Items from a dataset:
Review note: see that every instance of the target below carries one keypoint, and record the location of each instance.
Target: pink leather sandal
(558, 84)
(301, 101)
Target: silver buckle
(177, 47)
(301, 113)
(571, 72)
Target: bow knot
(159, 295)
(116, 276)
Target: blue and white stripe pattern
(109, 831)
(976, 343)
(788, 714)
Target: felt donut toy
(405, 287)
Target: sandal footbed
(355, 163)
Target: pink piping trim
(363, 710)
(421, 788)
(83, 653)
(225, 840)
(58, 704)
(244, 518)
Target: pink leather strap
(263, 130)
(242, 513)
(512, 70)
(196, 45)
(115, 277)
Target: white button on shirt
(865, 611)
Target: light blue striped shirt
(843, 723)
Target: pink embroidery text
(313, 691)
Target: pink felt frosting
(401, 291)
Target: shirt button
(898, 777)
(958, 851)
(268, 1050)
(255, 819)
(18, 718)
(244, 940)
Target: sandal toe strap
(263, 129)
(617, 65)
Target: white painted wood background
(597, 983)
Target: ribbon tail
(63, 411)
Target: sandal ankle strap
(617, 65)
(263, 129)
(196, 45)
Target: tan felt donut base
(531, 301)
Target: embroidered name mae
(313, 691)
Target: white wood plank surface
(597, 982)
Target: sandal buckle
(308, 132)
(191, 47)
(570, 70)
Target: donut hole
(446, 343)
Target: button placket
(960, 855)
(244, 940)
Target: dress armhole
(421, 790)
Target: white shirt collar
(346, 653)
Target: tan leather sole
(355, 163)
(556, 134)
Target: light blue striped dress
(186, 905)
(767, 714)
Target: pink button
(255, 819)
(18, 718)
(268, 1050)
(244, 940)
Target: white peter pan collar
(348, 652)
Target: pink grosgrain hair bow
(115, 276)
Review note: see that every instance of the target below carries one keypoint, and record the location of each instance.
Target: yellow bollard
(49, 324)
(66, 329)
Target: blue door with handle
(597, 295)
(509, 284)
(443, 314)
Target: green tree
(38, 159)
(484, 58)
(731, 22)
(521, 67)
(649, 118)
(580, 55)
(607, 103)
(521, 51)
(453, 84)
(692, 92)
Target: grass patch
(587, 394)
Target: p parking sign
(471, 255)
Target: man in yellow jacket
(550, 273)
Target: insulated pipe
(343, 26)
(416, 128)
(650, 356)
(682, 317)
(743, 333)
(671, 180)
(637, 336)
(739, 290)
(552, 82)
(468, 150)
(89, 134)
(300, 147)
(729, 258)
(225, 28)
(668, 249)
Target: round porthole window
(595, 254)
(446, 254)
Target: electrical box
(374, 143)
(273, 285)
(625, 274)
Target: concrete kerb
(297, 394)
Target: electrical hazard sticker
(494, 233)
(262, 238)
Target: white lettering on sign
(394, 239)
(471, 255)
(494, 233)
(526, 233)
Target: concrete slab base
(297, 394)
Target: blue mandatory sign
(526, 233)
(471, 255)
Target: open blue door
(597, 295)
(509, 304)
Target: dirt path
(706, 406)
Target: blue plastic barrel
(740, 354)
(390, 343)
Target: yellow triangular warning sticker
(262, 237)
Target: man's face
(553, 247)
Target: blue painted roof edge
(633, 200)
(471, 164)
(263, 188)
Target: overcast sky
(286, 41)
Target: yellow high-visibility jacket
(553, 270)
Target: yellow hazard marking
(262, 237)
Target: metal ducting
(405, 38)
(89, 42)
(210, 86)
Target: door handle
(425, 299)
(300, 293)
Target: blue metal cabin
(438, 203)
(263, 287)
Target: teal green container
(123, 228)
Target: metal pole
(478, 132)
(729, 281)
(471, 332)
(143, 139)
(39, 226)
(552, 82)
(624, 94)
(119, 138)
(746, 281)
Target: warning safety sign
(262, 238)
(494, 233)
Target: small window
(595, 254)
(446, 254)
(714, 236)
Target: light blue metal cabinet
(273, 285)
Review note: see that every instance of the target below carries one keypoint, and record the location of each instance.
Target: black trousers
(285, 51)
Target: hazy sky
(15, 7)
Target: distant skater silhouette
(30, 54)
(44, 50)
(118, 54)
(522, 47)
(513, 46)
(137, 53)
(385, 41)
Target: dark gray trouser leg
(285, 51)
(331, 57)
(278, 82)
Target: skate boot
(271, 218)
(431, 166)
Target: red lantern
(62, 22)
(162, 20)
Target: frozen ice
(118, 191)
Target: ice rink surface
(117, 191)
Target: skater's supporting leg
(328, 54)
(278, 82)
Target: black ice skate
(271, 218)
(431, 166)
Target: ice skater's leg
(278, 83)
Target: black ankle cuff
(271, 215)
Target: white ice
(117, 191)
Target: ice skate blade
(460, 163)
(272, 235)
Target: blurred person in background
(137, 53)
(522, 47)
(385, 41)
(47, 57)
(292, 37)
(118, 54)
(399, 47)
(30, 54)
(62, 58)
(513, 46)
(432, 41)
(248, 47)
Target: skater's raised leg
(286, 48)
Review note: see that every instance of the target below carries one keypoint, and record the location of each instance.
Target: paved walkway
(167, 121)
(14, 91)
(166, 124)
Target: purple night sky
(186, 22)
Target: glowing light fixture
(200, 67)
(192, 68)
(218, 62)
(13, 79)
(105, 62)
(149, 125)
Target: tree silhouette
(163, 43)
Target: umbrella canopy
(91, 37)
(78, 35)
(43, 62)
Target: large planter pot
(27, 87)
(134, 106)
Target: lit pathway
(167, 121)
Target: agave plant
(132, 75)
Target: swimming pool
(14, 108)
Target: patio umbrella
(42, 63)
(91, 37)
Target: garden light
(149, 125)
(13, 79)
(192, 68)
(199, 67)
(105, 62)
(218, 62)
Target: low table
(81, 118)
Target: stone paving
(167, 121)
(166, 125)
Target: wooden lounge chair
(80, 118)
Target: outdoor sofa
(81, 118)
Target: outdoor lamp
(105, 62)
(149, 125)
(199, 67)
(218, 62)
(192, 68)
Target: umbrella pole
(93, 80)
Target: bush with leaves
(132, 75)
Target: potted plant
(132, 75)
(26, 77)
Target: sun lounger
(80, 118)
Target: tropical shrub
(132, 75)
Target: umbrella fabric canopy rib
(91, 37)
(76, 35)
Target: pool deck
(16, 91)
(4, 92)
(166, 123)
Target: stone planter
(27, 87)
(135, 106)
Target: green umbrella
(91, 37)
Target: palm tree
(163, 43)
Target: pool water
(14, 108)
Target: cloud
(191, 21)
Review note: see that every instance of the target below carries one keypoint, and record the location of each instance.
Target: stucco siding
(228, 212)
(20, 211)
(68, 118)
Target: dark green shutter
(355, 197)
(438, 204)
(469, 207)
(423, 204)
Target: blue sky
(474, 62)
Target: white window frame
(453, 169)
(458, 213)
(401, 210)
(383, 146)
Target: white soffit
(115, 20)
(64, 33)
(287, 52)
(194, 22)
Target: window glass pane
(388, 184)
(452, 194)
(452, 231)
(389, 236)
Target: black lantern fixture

■ **Job**: Restate the data above exactly, keeping each word as it stands.

■ **The reply**:
Review note: see that every instance of the target below carries one keypoint, and record the location of each instance.
Target: pink leather sandal
(558, 84)
(301, 101)
Target: silver buckle
(177, 47)
(301, 113)
(571, 72)
Target: bow knot
(159, 295)
(116, 276)
Target: blue and white stripe pattern
(109, 831)
(976, 343)
(788, 714)
Target: felt donut toy
(405, 287)
Target: sandal footbed
(355, 163)
Target: pink piping trim
(363, 710)
(421, 788)
(83, 653)
(225, 840)
(58, 704)
(244, 518)
Target: pink leather strap
(263, 130)
(242, 513)
(512, 70)
(196, 45)
(115, 277)
Target: white button on shirt
(865, 611)
Target: light blue striped shirt
(843, 723)
Target: pink embroidery text
(313, 691)
Target: pink felt frosting
(401, 291)
Target: shirt button
(898, 777)
(958, 851)
(268, 1050)
(255, 819)
(18, 718)
(244, 940)
Target: sandal toe strap
(263, 129)
(617, 65)
Target: white painted wood background
(597, 983)
Target: ribbon tail
(63, 411)
Target: sandal ankle strap
(617, 65)
(263, 129)
(196, 45)
Target: tan felt donut base
(531, 301)
Target: embroidered name mae
(313, 691)
Target: white wood plank surface
(597, 982)
Target: sandal buckle
(308, 132)
(191, 47)
(570, 70)
Target: donut hole
(446, 343)
Target: button placket
(960, 855)
(244, 940)
Target: dress armhole
(421, 790)
Target: white shirt collar
(346, 653)
Target: tan leather sole
(355, 163)
(556, 134)
Target: light blue striped dress
(186, 905)
(767, 714)
Target: pink button
(255, 819)
(18, 718)
(268, 1050)
(244, 940)
Target: white peter pan collar
(348, 652)
Target: pink grosgrain hair bow
(115, 276)
Review note: see that every instance of the target below carries one keypoint, and record the location of each instance.
Target: yellow bollard
(49, 324)
(66, 329)
Target: blue door with handle
(597, 295)
(509, 284)
(443, 314)
Target: green tree
(38, 159)
(484, 58)
(731, 22)
(521, 67)
(649, 118)
(580, 55)
(607, 103)
(521, 51)
(453, 84)
(692, 92)
Target: grass patch
(587, 394)
Target: p parking sign
(471, 255)
Target: man in yellow jacket
(550, 273)
Target: insulated pipe
(343, 26)
(416, 128)
(650, 356)
(682, 317)
(743, 333)
(671, 180)
(637, 336)
(739, 290)
(552, 82)
(468, 150)
(89, 134)
(300, 147)
(729, 258)
(225, 28)
(668, 249)
Target: round porthole window
(595, 254)
(446, 254)
Target: electrical box
(374, 143)
(273, 285)
(625, 274)
Target: concrete kerb
(297, 394)
Target: electrical hazard sticker
(494, 233)
(262, 238)
Target: white lettering on sign
(394, 239)
(471, 255)
(494, 233)
(526, 233)
Target: concrete slab base
(297, 394)
Target: blue mandatory sign
(526, 233)
(471, 255)
Target: open blue door
(597, 295)
(509, 304)
Target: dirt path
(706, 406)
Target: blue plastic barrel
(740, 354)
(390, 343)
Target: yellow triangular warning sticker
(262, 237)
Target: man's face
(553, 247)
Target: blue painted roof edge
(633, 200)
(471, 164)
(263, 188)
Target: overcast sky
(286, 41)
Target: yellow high-visibility jacket
(553, 270)
Target: yellow hazard marking
(262, 237)
Target: metal ducting
(405, 38)
(89, 42)
(210, 86)
Target: door handle
(425, 299)
(300, 293)
Target: blue metal cabin
(438, 203)
(263, 287)
Target: teal green container
(123, 228)
Target: metal pole
(478, 132)
(729, 281)
(471, 332)
(143, 139)
(39, 226)
(552, 82)
(624, 94)
(119, 138)
(746, 281)
Target: warning safety sign
(262, 238)
(494, 233)
Target: small window
(595, 254)
(446, 254)
(714, 236)
Target: light blue metal cabinet
(273, 285)
Review note: see that every instance of the target below carries one keypoint, and record the location of each instance.
Target: black trousers
(285, 51)
Target: hazy sky
(15, 7)
Target: distant skater silhouette
(30, 54)
(44, 50)
(118, 54)
(522, 47)
(513, 46)
(137, 53)
(385, 41)
Target: dark gray trouser leg
(285, 51)
(331, 57)
(278, 82)
Target: skate boot
(271, 218)
(431, 166)
Target: red lantern
(62, 22)
(162, 20)
Target: frozen ice
(118, 191)
Target: ice rink surface
(117, 191)
Target: skater's supporting leg
(328, 54)
(278, 82)
Target: black ice skate
(271, 218)
(431, 166)
Target: ice skater's leg
(278, 83)
Target: black ankle cuff
(271, 215)
Target: white ice
(117, 191)
Target: ice skate blade
(460, 163)
(272, 235)
Target: blurred person in background
(137, 53)
(522, 47)
(385, 41)
(47, 57)
(292, 37)
(118, 54)
(399, 47)
(30, 54)
(62, 58)
(513, 46)
(432, 41)
(248, 47)
Target: skater's raised leg
(286, 48)
Review note: see that every instance of the target below carries one keypoint, and record the location of each instance.
Target: paved walkway
(167, 121)
(14, 91)
(166, 124)
Target: purple night sky
(186, 22)
Target: glowing light fixture
(200, 67)
(192, 68)
(218, 62)
(13, 79)
(105, 62)
(149, 125)
Target: tree silhouette
(163, 43)
Target: umbrella canopy
(91, 37)
(78, 35)
(43, 62)
Target: large planter pot
(27, 87)
(134, 106)
Target: lit pathway
(167, 121)
Target: agave plant
(132, 75)
Target: swimming pool
(14, 108)
Target: patio umbrella
(42, 63)
(91, 37)
Target: garden light
(149, 125)
(13, 79)
(192, 68)
(199, 67)
(105, 62)
(218, 62)
Target: low table
(81, 118)
Target: stone paving
(167, 121)
(166, 125)
Target: wooden lounge chair
(80, 118)
Target: outdoor sofa
(81, 118)
Target: outdoor lamp
(105, 62)
(149, 125)
(199, 67)
(218, 62)
(192, 68)
Target: umbrella pole
(93, 80)
Target: bush with leaves
(132, 75)
Target: potted plant
(132, 75)
(26, 77)
Target: sun lounger
(80, 118)
Target: tropical shrub
(132, 75)
Target: umbrella fabric canopy rib
(91, 37)
(76, 35)
Target: pool deck
(16, 91)
(4, 92)
(166, 123)
Target: stone planter
(27, 87)
(135, 106)
Target: green umbrella
(91, 37)
Target: palm tree
(163, 43)
Target: pool water
(14, 108)
Target: cloud
(191, 21)
Review note: see that every instance of the target below carries one keypoint, and record the location of each instance.
Target: stucco siding
(228, 212)
(20, 211)
(68, 118)
Target: dark green shutter
(355, 197)
(438, 204)
(469, 207)
(423, 204)
Target: blue sky
(474, 62)
Target: white window frame
(453, 169)
(458, 213)
(401, 210)
(383, 146)
Target: white soffit
(115, 20)
(64, 33)
(287, 52)
(194, 22)
Target: window glass pane
(388, 184)
(452, 194)
(452, 231)
(389, 236)
Target: black lantern fixture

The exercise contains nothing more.